Task directions ->
State how many lines in the following entries hold the word "blue". The reply is that number only.

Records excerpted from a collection
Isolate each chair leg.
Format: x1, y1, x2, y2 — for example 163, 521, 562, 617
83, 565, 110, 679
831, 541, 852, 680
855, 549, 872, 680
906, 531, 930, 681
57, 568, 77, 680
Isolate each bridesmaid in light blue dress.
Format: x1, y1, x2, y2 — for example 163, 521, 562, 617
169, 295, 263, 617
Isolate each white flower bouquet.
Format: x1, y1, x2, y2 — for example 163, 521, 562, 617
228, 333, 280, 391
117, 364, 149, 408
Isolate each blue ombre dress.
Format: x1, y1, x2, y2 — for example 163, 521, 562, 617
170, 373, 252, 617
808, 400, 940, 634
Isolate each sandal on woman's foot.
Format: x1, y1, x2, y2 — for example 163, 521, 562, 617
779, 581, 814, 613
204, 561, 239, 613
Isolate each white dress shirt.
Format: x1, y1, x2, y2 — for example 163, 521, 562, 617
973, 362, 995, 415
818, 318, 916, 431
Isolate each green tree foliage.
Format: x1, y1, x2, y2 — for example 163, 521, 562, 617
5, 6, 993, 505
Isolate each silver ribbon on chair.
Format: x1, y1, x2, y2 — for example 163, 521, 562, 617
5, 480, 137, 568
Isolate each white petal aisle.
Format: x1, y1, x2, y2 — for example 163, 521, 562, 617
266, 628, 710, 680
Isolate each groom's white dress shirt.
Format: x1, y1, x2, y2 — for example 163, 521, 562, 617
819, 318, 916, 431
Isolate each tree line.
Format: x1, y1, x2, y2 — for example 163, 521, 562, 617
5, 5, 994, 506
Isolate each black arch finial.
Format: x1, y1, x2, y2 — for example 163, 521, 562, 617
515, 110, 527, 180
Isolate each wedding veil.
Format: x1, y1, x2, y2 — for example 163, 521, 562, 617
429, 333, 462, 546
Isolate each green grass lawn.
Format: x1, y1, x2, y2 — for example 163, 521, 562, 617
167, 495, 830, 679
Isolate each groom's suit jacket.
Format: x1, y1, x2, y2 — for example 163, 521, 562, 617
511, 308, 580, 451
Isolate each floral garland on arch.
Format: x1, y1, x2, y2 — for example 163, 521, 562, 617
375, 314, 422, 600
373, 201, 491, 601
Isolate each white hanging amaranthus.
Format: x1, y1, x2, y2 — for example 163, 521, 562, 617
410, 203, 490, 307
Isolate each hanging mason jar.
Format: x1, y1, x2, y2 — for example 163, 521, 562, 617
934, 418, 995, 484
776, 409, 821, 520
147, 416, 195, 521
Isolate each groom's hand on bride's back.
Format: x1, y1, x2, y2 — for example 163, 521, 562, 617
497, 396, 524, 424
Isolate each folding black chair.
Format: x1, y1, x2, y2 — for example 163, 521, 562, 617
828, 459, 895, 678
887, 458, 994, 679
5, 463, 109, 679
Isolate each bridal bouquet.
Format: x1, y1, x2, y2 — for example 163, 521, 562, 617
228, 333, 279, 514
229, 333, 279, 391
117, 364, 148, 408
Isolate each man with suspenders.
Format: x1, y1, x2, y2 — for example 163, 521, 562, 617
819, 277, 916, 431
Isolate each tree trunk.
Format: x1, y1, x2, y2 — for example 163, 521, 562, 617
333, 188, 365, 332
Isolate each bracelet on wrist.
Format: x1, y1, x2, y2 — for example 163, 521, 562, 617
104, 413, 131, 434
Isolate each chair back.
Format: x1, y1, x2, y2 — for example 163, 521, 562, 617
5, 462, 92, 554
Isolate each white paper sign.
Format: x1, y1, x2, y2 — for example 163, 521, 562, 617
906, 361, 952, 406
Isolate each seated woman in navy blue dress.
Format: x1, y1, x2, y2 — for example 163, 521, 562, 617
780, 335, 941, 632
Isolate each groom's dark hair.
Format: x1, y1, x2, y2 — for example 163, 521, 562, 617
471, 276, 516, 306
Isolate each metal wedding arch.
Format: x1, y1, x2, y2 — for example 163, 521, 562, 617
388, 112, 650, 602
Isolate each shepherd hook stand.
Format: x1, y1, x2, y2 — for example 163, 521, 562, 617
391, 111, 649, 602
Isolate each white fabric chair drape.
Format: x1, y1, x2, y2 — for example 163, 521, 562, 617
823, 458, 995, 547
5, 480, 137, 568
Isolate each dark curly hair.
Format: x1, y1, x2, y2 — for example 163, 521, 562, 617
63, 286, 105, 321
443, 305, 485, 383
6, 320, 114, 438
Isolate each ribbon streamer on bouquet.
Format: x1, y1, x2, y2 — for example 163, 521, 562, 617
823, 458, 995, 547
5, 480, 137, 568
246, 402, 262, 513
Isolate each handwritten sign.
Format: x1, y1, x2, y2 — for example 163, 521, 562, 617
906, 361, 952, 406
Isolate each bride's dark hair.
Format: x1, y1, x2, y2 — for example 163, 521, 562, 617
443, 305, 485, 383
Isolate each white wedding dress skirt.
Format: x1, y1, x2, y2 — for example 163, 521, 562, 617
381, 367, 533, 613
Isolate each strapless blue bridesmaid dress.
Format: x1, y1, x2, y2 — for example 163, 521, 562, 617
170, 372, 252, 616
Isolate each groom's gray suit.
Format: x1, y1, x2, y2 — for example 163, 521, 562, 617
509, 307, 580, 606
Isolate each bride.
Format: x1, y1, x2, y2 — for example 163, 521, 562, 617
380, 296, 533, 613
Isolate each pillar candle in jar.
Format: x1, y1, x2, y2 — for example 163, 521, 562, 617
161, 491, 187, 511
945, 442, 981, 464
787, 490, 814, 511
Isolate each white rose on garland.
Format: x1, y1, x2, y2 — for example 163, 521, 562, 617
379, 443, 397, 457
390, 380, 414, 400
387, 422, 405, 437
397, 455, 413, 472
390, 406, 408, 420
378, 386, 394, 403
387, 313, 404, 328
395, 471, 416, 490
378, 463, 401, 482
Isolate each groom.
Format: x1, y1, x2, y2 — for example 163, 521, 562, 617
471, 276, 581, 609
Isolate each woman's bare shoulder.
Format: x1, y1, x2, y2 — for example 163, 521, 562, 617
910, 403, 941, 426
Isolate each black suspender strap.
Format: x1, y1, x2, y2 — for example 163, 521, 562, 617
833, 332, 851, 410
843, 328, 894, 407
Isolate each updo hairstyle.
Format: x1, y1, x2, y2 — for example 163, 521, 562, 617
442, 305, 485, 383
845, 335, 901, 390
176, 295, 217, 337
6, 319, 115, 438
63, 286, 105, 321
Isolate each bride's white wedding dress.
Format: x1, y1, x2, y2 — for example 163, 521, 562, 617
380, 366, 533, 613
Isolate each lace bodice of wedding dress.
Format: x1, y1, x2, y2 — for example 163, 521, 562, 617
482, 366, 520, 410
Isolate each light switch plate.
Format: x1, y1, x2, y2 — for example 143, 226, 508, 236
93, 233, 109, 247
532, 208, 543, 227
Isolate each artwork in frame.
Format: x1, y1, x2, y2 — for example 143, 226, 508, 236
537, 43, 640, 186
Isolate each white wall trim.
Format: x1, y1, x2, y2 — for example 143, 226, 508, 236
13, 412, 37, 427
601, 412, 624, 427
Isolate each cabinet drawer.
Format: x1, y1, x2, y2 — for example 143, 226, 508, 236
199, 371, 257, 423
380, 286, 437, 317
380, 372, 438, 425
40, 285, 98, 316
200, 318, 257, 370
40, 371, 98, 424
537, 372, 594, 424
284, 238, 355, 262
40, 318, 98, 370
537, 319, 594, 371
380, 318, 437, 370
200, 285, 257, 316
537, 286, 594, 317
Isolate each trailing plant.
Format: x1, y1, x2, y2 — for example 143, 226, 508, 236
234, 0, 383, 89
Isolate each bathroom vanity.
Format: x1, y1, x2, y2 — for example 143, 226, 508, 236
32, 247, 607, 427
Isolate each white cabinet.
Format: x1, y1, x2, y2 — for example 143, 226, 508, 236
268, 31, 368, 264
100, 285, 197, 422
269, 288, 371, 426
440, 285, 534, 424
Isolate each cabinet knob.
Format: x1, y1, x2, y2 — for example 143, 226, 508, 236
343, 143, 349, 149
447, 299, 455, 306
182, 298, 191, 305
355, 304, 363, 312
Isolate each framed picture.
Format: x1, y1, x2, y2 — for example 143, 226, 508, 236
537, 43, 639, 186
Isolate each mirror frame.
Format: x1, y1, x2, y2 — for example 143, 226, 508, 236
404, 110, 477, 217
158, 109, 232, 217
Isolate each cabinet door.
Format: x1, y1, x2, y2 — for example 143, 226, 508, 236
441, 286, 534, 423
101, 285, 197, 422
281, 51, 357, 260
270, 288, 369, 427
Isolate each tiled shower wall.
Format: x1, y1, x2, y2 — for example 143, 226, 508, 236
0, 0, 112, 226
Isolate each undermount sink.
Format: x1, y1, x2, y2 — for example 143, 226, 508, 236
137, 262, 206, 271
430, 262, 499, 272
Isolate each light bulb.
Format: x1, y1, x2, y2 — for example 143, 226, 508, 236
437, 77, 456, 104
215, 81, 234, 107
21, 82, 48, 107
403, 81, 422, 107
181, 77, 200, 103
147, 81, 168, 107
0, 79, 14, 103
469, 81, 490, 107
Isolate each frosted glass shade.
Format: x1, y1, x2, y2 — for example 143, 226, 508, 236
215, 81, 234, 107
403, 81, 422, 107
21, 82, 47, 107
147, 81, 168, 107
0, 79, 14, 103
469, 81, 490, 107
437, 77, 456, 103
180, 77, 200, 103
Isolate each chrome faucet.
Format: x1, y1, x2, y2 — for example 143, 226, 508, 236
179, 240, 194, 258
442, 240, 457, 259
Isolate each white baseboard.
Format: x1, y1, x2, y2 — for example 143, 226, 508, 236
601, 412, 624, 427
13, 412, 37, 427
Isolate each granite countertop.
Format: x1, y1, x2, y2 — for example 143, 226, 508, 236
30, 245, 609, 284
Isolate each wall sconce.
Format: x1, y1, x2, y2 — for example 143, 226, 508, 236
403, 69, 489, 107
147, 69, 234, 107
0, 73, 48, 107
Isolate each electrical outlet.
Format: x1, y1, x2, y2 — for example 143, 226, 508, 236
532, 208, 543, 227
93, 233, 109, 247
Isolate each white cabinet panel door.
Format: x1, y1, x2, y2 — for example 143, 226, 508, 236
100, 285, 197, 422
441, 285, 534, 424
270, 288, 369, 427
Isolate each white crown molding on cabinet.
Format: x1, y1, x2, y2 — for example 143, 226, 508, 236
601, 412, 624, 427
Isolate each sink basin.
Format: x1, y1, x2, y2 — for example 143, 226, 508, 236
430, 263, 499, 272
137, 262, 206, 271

Written response ->
4